Document extract |
Start of Block
The first is repeated start, the long answer is that using the IO wrappers for I2c you cant do it. Looking deeper into it the Python lib fudges it too by doing a bulk read so no biggie there. Its no fixable, easilly worked around and in many ways a bulk read is a nicer way to do it.

The second was driving me nuts. I couldnt write a register. I could select it, but the perhiperal always sent 0. After a few hours of head scratching I had to get on with other work and its only today I’ve been able to get back to it.

The long and short of it is that I was trying to be too clever and not thinking about it in a *nix manner. I was opening the bus and then assuming that I could move addresses round as I needed to talk to things, turns out that doesnt work (It may be tied in with the above too). Changing the target address once you’ve set it seems to bugger up the driver and it then sits and sulks. I’m not sure why this should be so but it does. Assigning a new file handle for each device (FPOpen()) and then setting the address works so it looks like thats the way I need to do this. The upshot is that the whole I2C section of the HAL (which to be fair wasnt written) needs redoing. It also points to some issues that were going on with the IMU on the Tezero platform too so its another point in the argument to moving Tezero onto the HAL.
End of Block
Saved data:
Start of Block
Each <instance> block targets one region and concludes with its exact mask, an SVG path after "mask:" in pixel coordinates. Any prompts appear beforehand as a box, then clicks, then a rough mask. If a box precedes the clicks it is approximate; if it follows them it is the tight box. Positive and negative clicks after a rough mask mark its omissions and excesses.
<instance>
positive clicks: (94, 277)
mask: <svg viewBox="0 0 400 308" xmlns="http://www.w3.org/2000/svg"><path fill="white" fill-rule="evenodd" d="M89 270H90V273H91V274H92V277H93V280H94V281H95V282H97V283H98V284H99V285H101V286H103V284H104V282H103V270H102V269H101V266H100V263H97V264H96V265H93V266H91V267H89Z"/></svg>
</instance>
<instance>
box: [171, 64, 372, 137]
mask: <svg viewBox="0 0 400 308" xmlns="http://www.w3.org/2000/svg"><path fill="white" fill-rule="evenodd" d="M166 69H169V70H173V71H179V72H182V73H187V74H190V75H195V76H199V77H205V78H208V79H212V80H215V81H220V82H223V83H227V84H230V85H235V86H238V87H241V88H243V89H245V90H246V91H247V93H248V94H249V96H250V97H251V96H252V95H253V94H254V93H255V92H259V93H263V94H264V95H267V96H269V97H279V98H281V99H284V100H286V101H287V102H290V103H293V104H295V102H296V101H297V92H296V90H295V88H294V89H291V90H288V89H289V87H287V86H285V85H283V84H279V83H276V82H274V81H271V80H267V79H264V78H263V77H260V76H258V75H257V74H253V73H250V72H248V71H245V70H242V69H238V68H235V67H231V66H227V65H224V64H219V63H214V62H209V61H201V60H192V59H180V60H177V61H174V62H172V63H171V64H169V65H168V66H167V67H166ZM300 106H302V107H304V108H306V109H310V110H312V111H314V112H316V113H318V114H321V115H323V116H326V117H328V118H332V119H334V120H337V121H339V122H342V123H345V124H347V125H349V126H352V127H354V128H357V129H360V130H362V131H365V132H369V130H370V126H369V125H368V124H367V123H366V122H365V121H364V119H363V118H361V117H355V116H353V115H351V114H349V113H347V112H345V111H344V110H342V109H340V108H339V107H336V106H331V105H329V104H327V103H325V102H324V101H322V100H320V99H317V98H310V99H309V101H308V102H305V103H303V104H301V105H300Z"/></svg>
End of Block
Start of Block
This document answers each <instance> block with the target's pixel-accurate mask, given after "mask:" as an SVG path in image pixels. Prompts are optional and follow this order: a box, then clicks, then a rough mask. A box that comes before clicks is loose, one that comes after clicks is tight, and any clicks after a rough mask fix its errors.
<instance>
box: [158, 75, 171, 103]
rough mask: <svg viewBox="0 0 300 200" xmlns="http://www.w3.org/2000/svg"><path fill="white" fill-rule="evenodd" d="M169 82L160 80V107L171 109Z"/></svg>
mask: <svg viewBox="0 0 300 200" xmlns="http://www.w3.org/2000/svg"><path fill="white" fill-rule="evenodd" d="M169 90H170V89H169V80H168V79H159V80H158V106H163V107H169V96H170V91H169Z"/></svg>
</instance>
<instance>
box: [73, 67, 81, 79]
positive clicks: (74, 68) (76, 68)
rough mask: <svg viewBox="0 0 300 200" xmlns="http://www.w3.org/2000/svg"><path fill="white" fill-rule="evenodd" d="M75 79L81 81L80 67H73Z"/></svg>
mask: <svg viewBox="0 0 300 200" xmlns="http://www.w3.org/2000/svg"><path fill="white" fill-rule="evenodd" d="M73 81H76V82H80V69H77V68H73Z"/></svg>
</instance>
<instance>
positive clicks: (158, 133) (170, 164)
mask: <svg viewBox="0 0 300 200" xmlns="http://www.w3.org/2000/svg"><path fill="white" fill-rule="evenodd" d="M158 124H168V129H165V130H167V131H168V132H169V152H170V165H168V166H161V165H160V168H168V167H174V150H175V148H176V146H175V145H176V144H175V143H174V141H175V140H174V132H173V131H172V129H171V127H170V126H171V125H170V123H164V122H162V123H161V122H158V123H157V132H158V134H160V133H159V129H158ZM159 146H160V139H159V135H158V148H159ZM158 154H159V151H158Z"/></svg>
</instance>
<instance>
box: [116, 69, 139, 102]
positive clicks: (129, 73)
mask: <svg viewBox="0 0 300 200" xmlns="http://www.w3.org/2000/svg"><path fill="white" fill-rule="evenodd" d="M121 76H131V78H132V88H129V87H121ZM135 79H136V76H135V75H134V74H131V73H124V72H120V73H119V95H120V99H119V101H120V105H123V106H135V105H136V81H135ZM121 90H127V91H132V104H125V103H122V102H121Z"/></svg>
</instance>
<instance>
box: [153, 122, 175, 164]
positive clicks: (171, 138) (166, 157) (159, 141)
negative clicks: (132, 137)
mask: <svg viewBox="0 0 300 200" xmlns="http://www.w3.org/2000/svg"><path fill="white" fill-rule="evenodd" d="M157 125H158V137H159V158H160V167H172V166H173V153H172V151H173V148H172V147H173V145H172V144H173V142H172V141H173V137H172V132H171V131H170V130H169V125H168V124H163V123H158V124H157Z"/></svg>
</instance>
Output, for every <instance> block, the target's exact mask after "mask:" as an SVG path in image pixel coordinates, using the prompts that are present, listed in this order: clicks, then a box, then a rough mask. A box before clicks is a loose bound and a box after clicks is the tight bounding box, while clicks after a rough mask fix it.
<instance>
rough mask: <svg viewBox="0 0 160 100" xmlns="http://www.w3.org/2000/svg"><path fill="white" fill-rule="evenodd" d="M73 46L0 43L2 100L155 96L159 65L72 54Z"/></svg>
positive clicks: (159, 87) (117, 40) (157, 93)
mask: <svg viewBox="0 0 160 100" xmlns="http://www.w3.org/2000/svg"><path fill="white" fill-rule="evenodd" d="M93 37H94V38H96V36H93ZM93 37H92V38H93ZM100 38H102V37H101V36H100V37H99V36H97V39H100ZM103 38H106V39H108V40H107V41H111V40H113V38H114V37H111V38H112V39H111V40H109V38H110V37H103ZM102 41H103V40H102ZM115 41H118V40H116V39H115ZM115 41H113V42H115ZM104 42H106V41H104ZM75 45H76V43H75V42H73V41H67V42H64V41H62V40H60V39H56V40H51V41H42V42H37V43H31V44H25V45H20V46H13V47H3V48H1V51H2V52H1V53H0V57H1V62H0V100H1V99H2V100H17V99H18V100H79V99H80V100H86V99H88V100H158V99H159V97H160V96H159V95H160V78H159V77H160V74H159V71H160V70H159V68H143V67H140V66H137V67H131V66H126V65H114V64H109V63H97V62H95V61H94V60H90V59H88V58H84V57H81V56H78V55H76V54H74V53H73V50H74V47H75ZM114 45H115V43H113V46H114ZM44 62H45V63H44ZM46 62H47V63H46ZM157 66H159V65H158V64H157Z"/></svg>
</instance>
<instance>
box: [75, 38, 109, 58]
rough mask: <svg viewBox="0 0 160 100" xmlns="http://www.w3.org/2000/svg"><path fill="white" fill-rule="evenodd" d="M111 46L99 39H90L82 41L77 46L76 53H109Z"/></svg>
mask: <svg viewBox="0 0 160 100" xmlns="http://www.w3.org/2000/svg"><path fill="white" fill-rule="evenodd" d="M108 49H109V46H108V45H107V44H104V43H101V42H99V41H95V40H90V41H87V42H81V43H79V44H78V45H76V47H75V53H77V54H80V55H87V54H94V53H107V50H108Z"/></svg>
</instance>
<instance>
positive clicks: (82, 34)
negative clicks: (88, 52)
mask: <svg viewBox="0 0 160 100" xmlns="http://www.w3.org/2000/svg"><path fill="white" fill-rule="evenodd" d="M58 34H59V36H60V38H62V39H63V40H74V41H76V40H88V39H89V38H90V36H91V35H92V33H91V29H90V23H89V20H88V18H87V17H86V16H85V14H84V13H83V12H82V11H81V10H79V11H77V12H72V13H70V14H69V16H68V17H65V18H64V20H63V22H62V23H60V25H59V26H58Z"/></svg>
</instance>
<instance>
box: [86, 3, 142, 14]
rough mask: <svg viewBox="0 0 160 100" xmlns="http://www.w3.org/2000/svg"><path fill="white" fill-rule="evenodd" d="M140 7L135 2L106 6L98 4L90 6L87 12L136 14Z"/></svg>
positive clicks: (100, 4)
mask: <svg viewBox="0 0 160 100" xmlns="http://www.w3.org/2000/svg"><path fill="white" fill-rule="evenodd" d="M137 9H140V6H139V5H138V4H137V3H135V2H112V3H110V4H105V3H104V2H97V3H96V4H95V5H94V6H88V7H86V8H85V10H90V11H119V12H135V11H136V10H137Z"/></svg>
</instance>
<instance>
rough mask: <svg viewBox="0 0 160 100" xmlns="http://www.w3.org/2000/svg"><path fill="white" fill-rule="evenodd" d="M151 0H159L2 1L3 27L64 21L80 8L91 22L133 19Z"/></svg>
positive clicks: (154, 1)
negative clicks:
End of Block
Start of Block
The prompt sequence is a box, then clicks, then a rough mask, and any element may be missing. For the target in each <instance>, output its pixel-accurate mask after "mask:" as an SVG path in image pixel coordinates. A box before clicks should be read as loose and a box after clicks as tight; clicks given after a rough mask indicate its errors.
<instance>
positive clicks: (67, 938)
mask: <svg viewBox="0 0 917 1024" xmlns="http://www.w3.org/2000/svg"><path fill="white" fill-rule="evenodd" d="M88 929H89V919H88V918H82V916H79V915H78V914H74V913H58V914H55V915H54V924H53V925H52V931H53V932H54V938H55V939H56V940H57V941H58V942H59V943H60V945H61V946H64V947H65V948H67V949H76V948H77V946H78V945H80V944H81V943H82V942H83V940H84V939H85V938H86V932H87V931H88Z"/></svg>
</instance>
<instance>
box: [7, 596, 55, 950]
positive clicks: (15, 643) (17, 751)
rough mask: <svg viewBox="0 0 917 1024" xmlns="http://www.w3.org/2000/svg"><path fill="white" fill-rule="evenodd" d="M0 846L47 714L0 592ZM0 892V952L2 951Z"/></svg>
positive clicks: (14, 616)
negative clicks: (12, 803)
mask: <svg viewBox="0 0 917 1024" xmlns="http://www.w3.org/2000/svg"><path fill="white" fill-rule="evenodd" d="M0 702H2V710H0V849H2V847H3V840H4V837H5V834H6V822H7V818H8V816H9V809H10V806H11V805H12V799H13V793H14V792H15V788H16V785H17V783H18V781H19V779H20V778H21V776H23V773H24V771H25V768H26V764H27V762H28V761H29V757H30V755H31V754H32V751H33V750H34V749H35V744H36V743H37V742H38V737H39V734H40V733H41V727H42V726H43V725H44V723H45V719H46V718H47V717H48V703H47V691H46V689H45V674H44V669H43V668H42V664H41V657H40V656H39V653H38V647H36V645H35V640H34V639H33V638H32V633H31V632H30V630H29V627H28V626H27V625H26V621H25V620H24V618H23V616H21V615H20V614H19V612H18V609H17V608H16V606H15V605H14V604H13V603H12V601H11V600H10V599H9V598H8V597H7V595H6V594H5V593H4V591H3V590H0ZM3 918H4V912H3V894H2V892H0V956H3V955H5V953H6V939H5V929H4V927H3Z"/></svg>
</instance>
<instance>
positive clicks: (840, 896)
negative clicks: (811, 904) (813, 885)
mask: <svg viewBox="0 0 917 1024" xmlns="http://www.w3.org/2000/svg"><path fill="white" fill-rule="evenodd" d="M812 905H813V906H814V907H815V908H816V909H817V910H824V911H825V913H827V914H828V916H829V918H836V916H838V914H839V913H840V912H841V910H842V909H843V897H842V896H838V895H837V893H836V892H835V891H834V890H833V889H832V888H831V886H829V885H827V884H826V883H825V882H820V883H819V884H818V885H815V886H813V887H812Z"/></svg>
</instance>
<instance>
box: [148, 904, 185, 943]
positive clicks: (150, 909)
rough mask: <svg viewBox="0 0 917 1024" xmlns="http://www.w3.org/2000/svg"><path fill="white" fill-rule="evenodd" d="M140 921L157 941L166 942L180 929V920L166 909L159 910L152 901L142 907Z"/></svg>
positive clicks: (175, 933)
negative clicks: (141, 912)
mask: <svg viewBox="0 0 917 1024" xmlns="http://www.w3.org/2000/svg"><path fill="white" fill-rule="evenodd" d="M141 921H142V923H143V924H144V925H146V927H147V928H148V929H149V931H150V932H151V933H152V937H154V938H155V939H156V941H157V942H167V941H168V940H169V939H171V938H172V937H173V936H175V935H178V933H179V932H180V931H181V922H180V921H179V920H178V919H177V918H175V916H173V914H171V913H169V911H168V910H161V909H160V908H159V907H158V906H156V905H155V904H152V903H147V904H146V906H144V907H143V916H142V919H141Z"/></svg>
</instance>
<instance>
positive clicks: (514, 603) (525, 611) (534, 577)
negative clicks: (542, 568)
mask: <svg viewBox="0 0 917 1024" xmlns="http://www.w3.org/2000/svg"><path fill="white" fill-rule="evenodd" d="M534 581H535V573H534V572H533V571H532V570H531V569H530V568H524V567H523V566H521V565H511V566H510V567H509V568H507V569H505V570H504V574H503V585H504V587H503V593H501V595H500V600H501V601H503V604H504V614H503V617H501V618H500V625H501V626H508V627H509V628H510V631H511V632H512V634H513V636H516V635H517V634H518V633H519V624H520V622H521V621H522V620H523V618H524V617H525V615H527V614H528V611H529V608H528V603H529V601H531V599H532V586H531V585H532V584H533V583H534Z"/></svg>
End of Block
Required action 1 |
Answer these questions about the forum post on I2C:
(a) What does the Python lib do in place of a repeated start?
(b) What value did the peripheral always send when the writer tried to write a register?
(c) Which function is named for assigning a new file handle to each device?
Required action 2 |
Duplicate the rows from the line with "Each <instance> block targets" to the line with "positive clicks: (94, 277)", both lines included.
The forum post and the rows have no connection to each other.

Exercise output 1 |
(a) A bulk read.
(b) 0.
(c) FPOpen().

Exercise output 2 |
Each <instance> block targets one region and concludes with its exact mask, an SVG path after "mask:" in pixel coordinates. Any prompts appear beforehand as a box, then clicks, then a rough mask. If a box precedes the clicks it is approximate; if it follows them it is the tight box. Positive and negative clicks after a rough mask mark its omissions and excesses.
<instance>
positive clicks: (94, 277)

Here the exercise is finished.